WHAT YOU SHOULD DO -
Write what comes next in the forum thread below about the 1986 Z31 nonturbo's loose hoses and unplugged connector, starting right after its final line.

>> BEGIN TEXT TO READ

# 1986 Z31 nonturbo needing help under hood



## MrFurious (Oct 30, 2005)

Just got the car today. Will start posting some pics of it tomorrow. Just wanted to get this question up before I went to bed. I started working on it a little tonight. And found some hose that wasnt connected to anything, but should be, over next to the EGR valve. 








A hose comes from on top of the intake manifold then T's into two more hoses. Where do these go? One is visibly disconnected, while the other is zipped tied to more hoses and I couldnt see its end. I read somewhere that someone was loosing boost from these (not a prob for me), but I still dunno' where they go. 

The other question I had was about a connector from the electrical harness. When I pulled off the intake tube, it was there exposed and unplugged. 








I couldnt find any male end exposed. I am thinking it may be an unused plugged that is used on the Turbo ZX. 

I have looked in my Haynes manual for the answers and I couldnt find them. Its like a needle in a haystack. No diagrams of these areas.


----------



## Zen31ZR (Mar 24, 2004)

Check the air control units on both sides of the intake manifold. I dunno if those are exclusive to the turbo model, but make sure the connections are all there. The vacuum line on the one side goes to one, and I beleive the plug on the other side goes to one as well.


----------



## ICP Sux0rZ! (Jan 10, 2005)

idk but i do know that the TPS from the KA24E motor has the other end of that plug, im thinking bout picking one up and finding out what happens :thumbup:


----------



## Zen31ZR (Mar 24, 2004)

His TPS is plugged in, you can see that on the other side of the pic. it might be something extra for the turbo models, because I don't remember having any extra plugs hanging around on my car, in that area.


----------



## Zen31ZR (Mar 24, 2004)

Actually I think that unused plug might be for the auto trans equipped cars. They have a different TPS, as I recall.


----------



## OK85NA2T (Nov 4, 2005)

>> END TEXT TO READ
>> BEGIN DATASET CONTENT

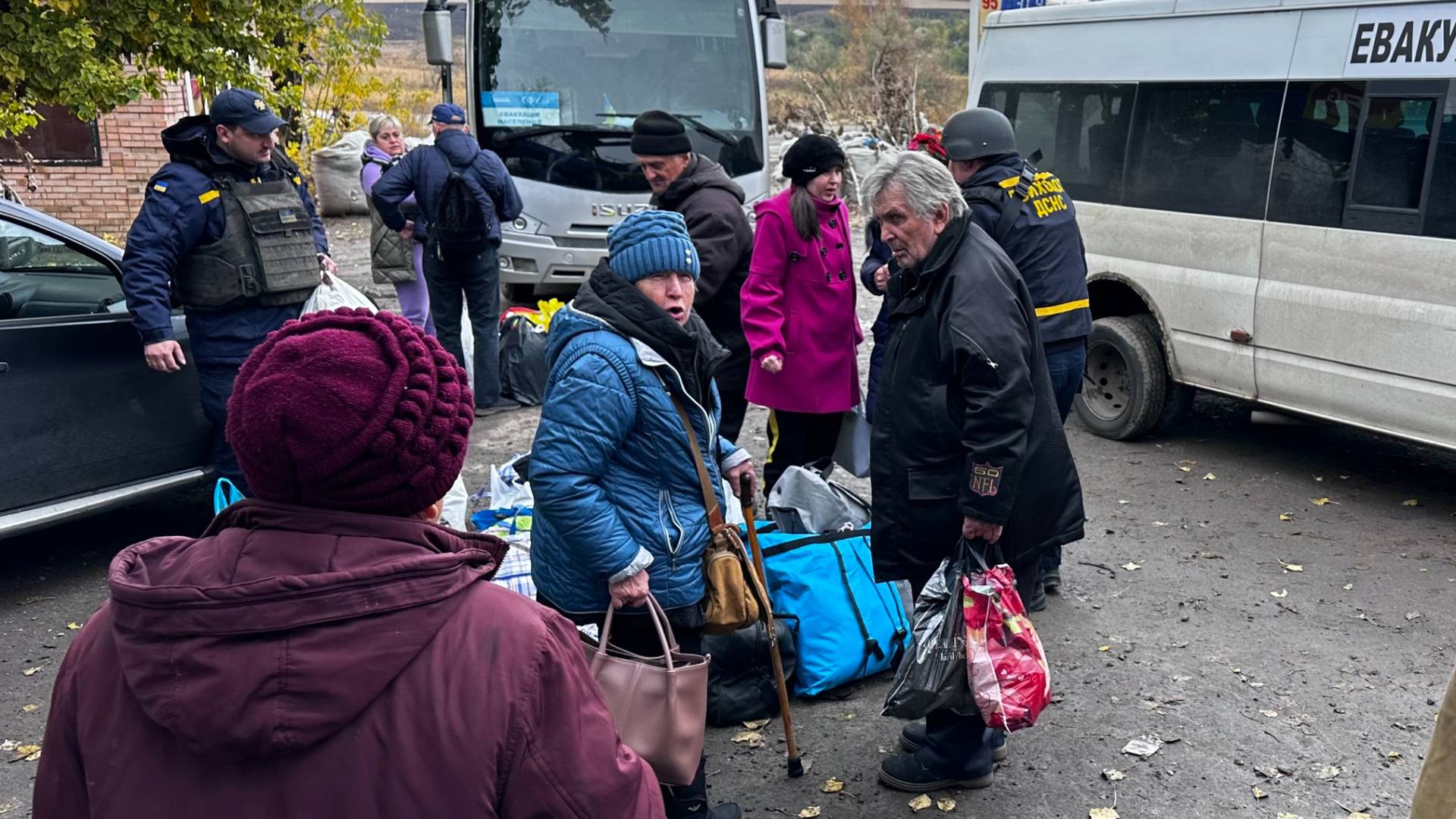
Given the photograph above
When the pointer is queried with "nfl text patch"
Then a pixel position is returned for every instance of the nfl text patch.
(986, 480)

>> END DATASET CONTENT

OUTPUT BELOW -
The vac line that you cant trace runs along the bottom of the engine compartment over to a black canister behind the passenger headlight. That plug is probably useless as most people have open plugs... After my swap I have about 10 of them, oh well. As long as the ECU isn't throwing any codes and the car isn't acting up, I wouldn't worry about it


----------



## Madmaxfl (Oct 22, 2005)

The vaccum hose due to the sixe looks like it goes to the cruize control. Comming off the "'T" in the photo on my 85 NA one hose is labled white and goes to the vaccum canister in front of the coolant overflow bottle to the white outlet the other goes to the cruize control. 

As far as the wire connector near the throttle body on my car it attaches to a a connector that goes to several wires connecting to the bottom of the throttle positioner sensor.


----------



## MrFurious (Oct 30, 2005)

Madmaxfl said:


> As far as the wire connector near the throttle body on my car it attaches to a a connector that goes to several wires connecting to the bottom of the throttle positioner sensor.


What kind of car do you have? My TPS is plugged in, and I couldnt see any where this one should go. Do you have an automatic or standard also?


----------



## Madmaxfl (Oct 22, 2005)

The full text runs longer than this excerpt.